WORK TO COMPLETE: Every entry should be reproduced precisely, with each picture left out.

──────────────────────────────

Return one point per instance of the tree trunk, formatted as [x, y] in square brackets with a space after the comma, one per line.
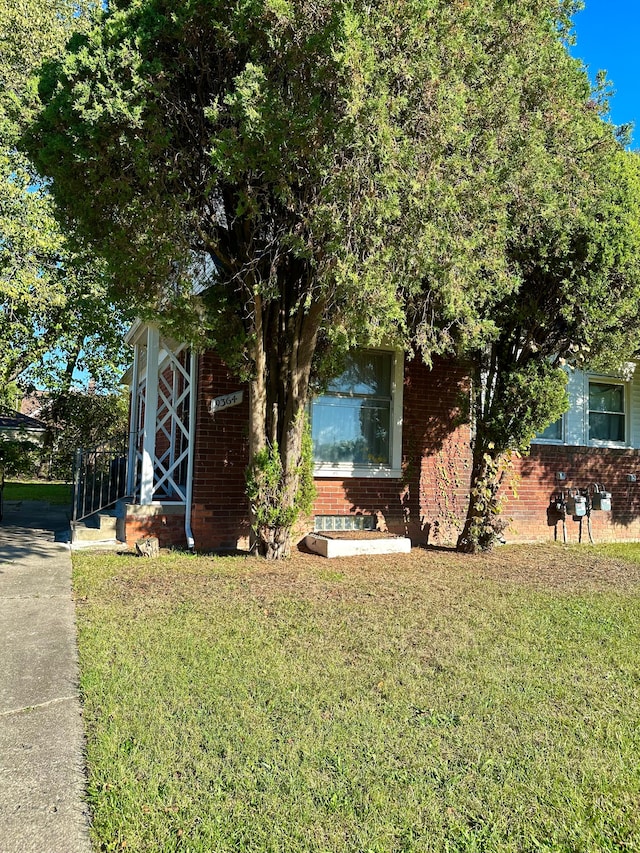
[483, 525]
[277, 422]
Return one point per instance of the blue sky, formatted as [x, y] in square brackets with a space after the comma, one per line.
[608, 37]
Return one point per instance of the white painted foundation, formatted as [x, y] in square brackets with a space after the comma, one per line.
[353, 547]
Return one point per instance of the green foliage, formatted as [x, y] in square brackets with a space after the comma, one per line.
[54, 313]
[342, 173]
[266, 484]
[79, 420]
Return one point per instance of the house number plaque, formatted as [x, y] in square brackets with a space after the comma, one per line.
[225, 402]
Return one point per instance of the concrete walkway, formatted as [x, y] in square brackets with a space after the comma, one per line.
[42, 776]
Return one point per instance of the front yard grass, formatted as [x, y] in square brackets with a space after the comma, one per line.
[38, 490]
[427, 702]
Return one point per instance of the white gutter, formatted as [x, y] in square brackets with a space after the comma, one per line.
[192, 442]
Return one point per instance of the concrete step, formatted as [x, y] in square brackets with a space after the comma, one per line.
[102, 526]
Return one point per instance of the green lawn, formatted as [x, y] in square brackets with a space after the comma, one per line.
[38, 490]
[427, 702]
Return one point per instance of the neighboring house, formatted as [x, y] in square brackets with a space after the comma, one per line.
[389, 442]
[14, 426]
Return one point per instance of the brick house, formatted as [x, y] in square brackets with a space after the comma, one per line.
[389, 443]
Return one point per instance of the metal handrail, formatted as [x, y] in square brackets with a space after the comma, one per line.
[99, 479]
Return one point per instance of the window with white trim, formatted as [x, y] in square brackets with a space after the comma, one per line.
[607, 412]
[356, 423]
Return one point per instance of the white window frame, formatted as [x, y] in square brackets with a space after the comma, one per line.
[350, 470]
[607, 380]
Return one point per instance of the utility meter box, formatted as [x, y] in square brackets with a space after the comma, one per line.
[601, 500]
[577, 505]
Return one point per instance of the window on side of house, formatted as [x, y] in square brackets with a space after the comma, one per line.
[355, 423]
[607, 412]
[553, 433]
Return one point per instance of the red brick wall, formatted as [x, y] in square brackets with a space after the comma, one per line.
[429, 502]
[536, 482]
[219, 514]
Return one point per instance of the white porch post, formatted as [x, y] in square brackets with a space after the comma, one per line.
[133, 423]
[150, 417]
[193, 408]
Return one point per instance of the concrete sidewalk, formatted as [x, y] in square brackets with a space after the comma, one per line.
[42, 776]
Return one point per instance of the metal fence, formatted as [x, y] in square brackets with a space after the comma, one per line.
[100, 479]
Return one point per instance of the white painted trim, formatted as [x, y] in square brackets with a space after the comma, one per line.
[608, 380]
[133, 423]
[150, 416]
[193, 399]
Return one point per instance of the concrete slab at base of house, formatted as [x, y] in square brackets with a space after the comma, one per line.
[327, 547]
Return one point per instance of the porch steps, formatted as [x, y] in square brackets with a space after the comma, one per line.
[98, 530]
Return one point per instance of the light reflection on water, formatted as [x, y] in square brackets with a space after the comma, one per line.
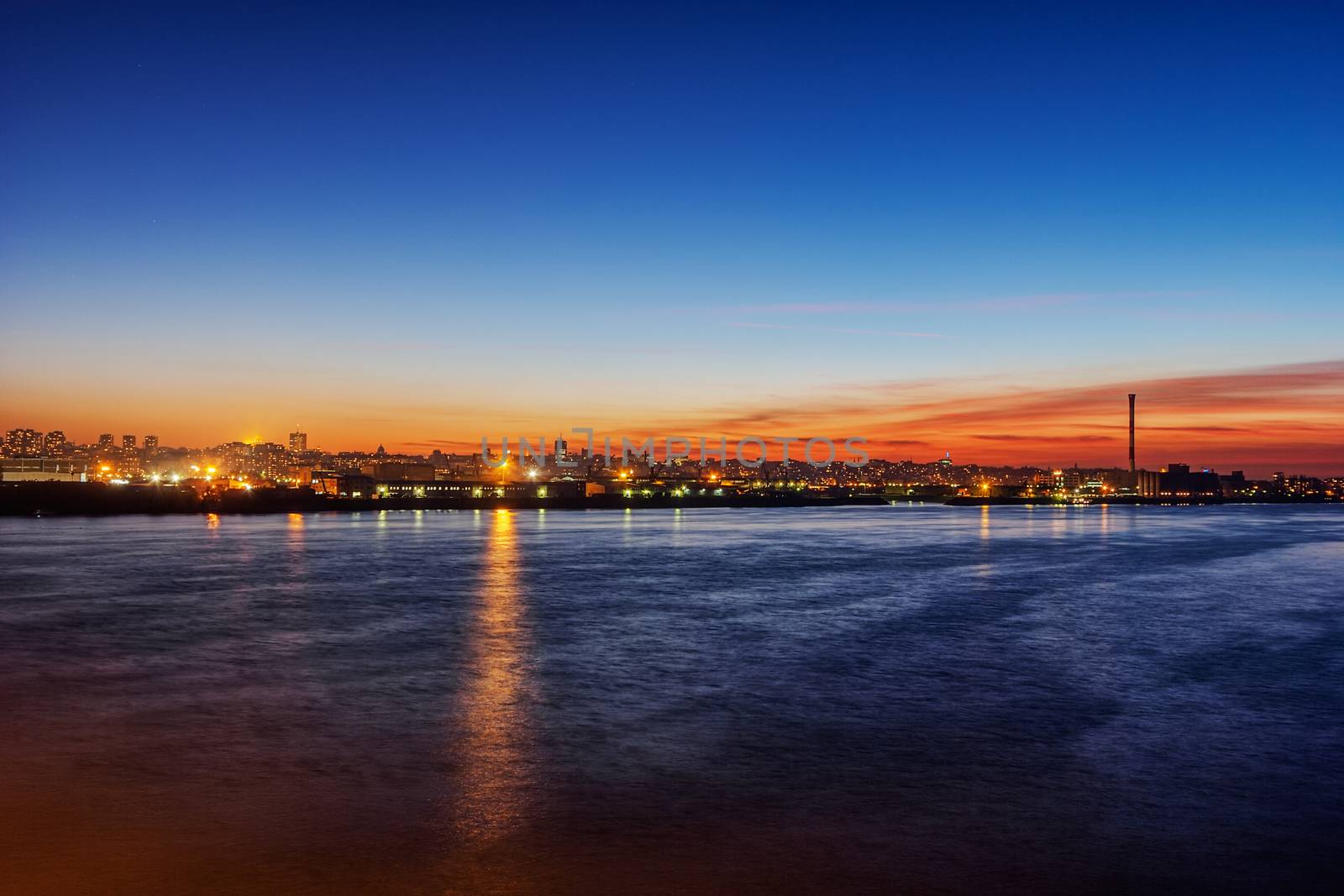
[867, 699]
[496, 772]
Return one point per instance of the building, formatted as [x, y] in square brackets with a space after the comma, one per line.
[42, 469]
[389, 472]
[24, 443]
[1179, 483]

──────────────────────────────

OUTPUT FOR THIS EXERCISE:
Return one point per instance of the tree trunk, formatted as [x, y] in square brackets with a space after the comma, one per line.
[483, 525]
[277, 422]
Return one point per instance of the blue sky, formatted as [x, y] in square brackets with a space after the comma, one per line.
[608, 37]
Return one point per instance of the white painted foundation, formatted as [x, y] in square brackets with a space after the comma, one per line.
[353, 547]
Return one point per instance of the green foliage, formatted as [x, y] in square brackets with a space after the comma, one per line.
[54, 313]
[342, 173]
[266, 484]
[79, 420]
Return one point per instance of the house number plaque, formatted as [x, y] in square brackets with a space after the comma, one per line.
[225, 402]
Return one point per instance of the concrete walkway, formatted as [x, y] in square brackets with a space after the comma, one per line.
[42, 776]
Return one point per instance of the front yard grass, formatted as [x, y] in square brackets with a space after the comma, one per line.
[38, 490]
[427, 702]
Return one point per instance of the white gutter, formatted as [x, y] in square brackets with a space after the comma, one per line.
[192, 442]
Return one point per instance of the concrete step, formatted as [x, y] in square brackets with a space after the comma, one per line.
[102, 526]
Return one point per instance of the green lawn, formatted as [x, y] in square brackets with a space after the comma, one per line.
[38, 490]
[427, 702]
Return one point per instance of the neighboring house, formatted as [x, y] in square brackets with a space after the comma, one per line.
[389, 442]
[14, 426]
Return one point per instance of the brick house, formatted as [x, y] in square brackets with a space after the comma, one per line.
[389, 443]
Return one point per instance of the metal handrail, formatted as [x, y] in square brackets with a space after the comma, one per line.
[99, 479]
Return one point per instance of the window with white trim, formatted as [x, y] in square brackets with a space after the comma, one per line.
[607, 412]
[356, 423]
Return one point per instance of the white window frame, formatted as [x, y] in square brackets with a space after the comma, one per line.
[350, 470]
[607, 380]
Return one point per instance of the utility meter box, formatted as [x, y] in square brackets with a space after the comma, one per line.
[601, 500]
[577, 505]
Return one point per instance of the window on side of house, formatted as [x, y] in square brackets with a space after the comma, one per line.
[355, 423]
[607, 412]
[553, 433]
Return one point per instance of the red brick wall, formatted as [x, y] in square brackets with a space after the comma, one per line.
[429, 502]
[536, 482]
[219, 514]
Return one point per instance of the white porch post, formatted as [x, y] in square brackets with a space after the comma, one per line.
[133, 423]
[150, 417]
[193, 408]
Return one point per instance of the concrete sidewalk, formatted as [x, y] in square brackets with a space after the comma, one per line.
[42, 776]
Return one point per instance of the metal fence, formatted as [x, y] in square brackets with a space after the comma, one per line.
[100, 479]
Return one point per instance of the white painted trim, formatted as [x, y] in square brackets with a space after the comma, one per line.
[608, 380]
[133, 423]
[150, 416]
[193, 399]
Return one point per instance of the concrete slab at base of house, formatted as [x, y] in square brackets with a space after the comma, one per line.
[327, 547]
Return one point per instance of the porch steps, formatted as [x, y] in square brackets with a space after the comma, one per line.
[98, 530]
Return one point per instance of the light reflection on water, formatted as [x, y] in square brackets with a space after the comma, one per line.
[867, 699]
[496, 772]
Return one point per instance of the building, formatted as [x, y] in square brackets with a space after the comma, one per line.
[42, 469]
[389, 472]
[24, 443]
[1179, 483]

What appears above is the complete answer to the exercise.